Coordinate labeling data
'''
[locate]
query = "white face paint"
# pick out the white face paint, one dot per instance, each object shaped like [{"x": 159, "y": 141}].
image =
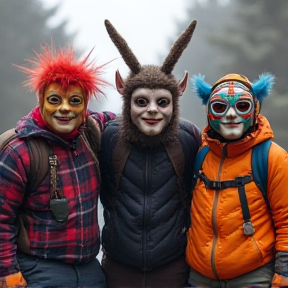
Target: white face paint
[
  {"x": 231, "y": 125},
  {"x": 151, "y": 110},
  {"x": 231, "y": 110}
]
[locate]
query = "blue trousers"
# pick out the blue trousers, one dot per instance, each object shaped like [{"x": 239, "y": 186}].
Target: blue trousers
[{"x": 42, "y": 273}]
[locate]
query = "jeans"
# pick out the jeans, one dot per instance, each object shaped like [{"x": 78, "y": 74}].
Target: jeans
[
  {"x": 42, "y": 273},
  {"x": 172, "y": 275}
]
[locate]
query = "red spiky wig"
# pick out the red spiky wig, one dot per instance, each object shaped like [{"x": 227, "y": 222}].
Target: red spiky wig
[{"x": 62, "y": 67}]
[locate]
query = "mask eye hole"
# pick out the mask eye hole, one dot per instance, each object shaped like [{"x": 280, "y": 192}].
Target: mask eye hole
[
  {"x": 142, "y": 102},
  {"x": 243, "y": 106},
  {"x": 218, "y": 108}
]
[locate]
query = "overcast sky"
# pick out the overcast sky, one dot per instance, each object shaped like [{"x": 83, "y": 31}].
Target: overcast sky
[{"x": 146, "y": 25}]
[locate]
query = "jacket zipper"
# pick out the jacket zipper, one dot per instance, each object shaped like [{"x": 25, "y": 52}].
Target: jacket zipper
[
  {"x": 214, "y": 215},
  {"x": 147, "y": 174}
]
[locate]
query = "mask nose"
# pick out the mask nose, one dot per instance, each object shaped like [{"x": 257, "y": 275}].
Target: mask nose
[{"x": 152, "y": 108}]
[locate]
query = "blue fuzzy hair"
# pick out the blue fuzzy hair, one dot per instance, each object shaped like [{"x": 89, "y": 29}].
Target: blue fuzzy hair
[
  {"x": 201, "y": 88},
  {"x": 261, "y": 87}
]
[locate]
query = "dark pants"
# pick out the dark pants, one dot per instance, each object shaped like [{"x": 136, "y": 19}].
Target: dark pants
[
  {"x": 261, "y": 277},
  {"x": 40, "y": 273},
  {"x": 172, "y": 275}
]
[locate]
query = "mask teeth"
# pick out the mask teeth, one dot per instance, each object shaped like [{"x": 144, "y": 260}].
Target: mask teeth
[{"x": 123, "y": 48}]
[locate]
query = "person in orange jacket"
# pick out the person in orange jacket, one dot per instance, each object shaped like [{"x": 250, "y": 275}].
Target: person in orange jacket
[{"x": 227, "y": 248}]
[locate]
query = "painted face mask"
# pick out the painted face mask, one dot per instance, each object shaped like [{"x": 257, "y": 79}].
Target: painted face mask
'''
'''
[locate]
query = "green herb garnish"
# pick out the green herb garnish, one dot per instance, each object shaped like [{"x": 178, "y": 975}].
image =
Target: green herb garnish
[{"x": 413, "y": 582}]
'''
*Problem to work on:*
Please count the lines of the material above that contain the string "dark" and give only that number.

*Output for this exercise:*
3